And indeed in republican government we see all sorts of features that are designed to insulate political leaders from the will (such as it is) of the people. I can easily fire my physician or lawyer at any time if I do not believe she is competently representing my own interests. The people, however united, cannot easily fire their republican leaders. My physician or lawyer cannot keep secrets from me; secrecy in republican government is so routine as to pass almost unnoticed.

Republican government is not all bad; it's definitely an enormous improvement over feudal monarchism. In a republican government, the people act as a selection force in a dialectical relationship with the ruling class, affording some opportunity for evolution over time. But I don't think republican government is anywhere near the best we can do.

In a democratic society, the official government acts as a true "expert" class, more or less indifferent to the details of the will of the people, concentrating on the details of implementation, which are usually matters of objective truth. Going back to the Paris Commune*, we can identify four components necessary to a democratic government, a government that serves as experts, not leaders:
  1. Individuals must personally know their representatives
  2. Individuals must have the effective power to arbitrarily replace their representatives at any time
  3. Representatives cannot keep relevant information secret from those they represent
  4. Representatives cannot explicitly or implicitly obtain moral privilege over those they represent
The observant reader will note that all of these components apply in our relations with those who are uncontroversially acting as experts (e.g. physicians), and none of them operate in our relations that are uncontroversially hierarchical (e.g. business executives or military officers). And of course none of them operate in republican government.

*The high regard for the Paris Commune among all the founders of communism, especially Marx, Engels, Lenin, and Mao, decisively refutes the notion that "party rule" is an explicit component of communist theory. Although I myself would argue for the negative, whether party rule necessarily or generally emerges from other perhaps more fundamental components of communist theory is a legitimate matter for debate.

I honestly do not believe we can have a communist society that is not truly democratic right from the start. I'm no historian, but I suspect that the emergence of non-democratic party rule resulted from massive pressures of immediate life-or-death expediency faced by Revolutionary Russia and China. Lenin and Stalin in Russia had to face the Russian Civil War followed on its heels by the existential threat posed by a massively industrialized Nazi Germany. China had to face the awesomely daunting prospect of feeding seven hundred million who had been living for centuries on the edge of starvation, with millions periodically falling off that edge. (The Good Earth is a notable work of historical fiction illustrating this issue.) And if there is any legitimate criticism of the Paris Commune, it is that they did not act decisively enough to consolidate, defend and expand their own revolution.

Furthermore, there is a certain extent to which capitalist republican government and its precursors does develop social institutions and habits of thought among the people that make true democracy easier; both Russia and China lacked any of these precursors. One cannot exactly approve of someone who behaves badly under overwhelming pressure, but one can more easily ascribe the fault to a failure of nerve rather than actual malice.

1 comment:

  1. So the US is a Republic then? A criterion for a democratic government is that the representatives are unable to furtively hide knowledge and retain secrets from those they represent, but in the US government the contrary occurs on a regular basis. Learnt all that off this blog.
◇ ◇ ◇ ◇ ◇ ◇ ◇
TASK ITEM A ▸ Which work of historical fiction does the passage on republican and democratic government name as illustrating China's problem of feeding its people?
TASK ITEM B ▸ Translate this sentence from the passage on republican and democratic government into Spanish: "The people, however united, cannot easily fire their republican leaders."
The entries that come next are separate material, independent of the passage.

[Referring expression grounding data]
◇ ◇ ◇ ◇ ◇ ◇ ◇
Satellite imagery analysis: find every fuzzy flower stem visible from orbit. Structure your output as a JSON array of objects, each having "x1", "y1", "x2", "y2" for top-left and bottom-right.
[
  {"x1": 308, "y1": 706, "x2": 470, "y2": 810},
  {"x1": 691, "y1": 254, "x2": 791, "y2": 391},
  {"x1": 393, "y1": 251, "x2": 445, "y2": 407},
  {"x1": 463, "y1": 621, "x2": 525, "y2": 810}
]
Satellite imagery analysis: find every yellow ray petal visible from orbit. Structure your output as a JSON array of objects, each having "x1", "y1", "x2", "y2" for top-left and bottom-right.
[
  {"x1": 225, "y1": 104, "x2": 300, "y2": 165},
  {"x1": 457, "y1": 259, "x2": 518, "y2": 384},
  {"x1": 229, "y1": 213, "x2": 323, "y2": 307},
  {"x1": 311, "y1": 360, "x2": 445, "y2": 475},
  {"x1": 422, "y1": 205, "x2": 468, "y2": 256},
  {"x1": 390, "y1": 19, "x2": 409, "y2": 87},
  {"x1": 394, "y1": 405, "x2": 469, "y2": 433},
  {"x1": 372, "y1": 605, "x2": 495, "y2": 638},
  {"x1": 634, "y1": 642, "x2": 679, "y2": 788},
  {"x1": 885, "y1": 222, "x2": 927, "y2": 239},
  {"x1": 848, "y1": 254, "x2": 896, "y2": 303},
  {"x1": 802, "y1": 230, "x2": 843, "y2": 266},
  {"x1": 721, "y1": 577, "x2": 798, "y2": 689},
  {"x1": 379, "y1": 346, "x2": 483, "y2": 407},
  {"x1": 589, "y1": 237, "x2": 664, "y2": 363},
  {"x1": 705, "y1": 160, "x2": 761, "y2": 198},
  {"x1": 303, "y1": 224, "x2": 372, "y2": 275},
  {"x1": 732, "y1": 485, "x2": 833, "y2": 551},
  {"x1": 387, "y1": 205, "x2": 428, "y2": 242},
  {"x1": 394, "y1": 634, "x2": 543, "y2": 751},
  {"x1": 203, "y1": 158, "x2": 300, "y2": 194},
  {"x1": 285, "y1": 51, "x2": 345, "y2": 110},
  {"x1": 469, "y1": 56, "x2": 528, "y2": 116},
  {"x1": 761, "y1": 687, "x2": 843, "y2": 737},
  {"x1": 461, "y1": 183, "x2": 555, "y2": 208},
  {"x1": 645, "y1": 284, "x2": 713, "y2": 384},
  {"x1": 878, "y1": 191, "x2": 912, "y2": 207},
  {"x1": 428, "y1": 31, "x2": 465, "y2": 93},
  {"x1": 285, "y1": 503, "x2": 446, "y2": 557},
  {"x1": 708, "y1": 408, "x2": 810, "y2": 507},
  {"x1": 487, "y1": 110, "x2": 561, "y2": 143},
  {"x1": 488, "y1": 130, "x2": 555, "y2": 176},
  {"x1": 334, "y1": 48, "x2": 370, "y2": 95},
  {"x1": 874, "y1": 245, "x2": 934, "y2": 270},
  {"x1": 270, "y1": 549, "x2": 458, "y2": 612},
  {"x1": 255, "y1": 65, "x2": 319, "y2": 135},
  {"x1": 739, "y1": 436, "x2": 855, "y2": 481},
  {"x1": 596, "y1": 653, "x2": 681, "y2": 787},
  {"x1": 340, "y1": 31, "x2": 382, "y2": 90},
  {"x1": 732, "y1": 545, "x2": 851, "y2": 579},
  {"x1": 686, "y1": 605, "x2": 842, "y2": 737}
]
◇ ◇ ◇ ◇ ◇ ◇ ◇
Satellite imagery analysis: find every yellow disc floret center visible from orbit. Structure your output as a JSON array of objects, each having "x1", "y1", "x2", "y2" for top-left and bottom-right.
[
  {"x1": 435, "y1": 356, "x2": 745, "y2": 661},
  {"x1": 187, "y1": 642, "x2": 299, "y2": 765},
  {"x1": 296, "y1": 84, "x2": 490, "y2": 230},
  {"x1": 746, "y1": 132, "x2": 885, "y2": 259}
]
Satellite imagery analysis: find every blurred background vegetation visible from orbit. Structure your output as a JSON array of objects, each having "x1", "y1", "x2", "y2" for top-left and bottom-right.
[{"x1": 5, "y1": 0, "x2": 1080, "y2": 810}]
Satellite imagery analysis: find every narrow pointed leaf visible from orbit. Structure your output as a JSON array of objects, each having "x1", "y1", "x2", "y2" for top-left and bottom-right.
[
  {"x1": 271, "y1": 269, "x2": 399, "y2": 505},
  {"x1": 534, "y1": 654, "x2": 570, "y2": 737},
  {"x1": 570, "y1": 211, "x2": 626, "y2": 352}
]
◇ ◇ ◇ ◇ ◇ ◇ ◇
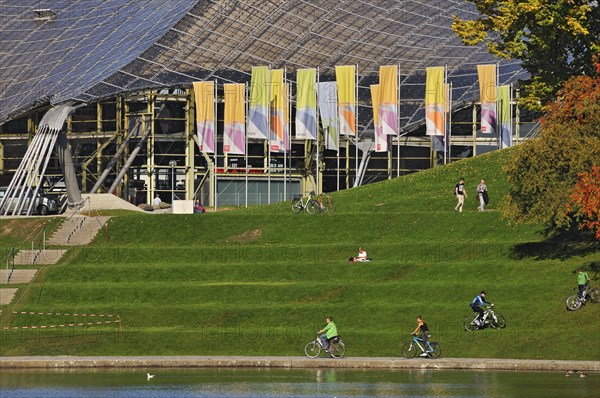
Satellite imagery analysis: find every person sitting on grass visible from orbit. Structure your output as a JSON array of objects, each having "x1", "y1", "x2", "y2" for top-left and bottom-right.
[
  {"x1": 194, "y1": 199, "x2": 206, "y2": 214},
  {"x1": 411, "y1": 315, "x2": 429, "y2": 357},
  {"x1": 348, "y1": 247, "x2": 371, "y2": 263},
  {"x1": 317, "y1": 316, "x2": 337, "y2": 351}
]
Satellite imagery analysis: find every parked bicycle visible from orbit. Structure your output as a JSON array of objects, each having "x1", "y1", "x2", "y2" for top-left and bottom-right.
◇ ◇ ◇ ◇ ◇ ◇ ◇
TASK ANSWER A ▸ The Good Earth

TASK ANSWER B ▸ El pueblo, por muy unido que esté, no puede destituir fácilmente a sus líderes republicanos.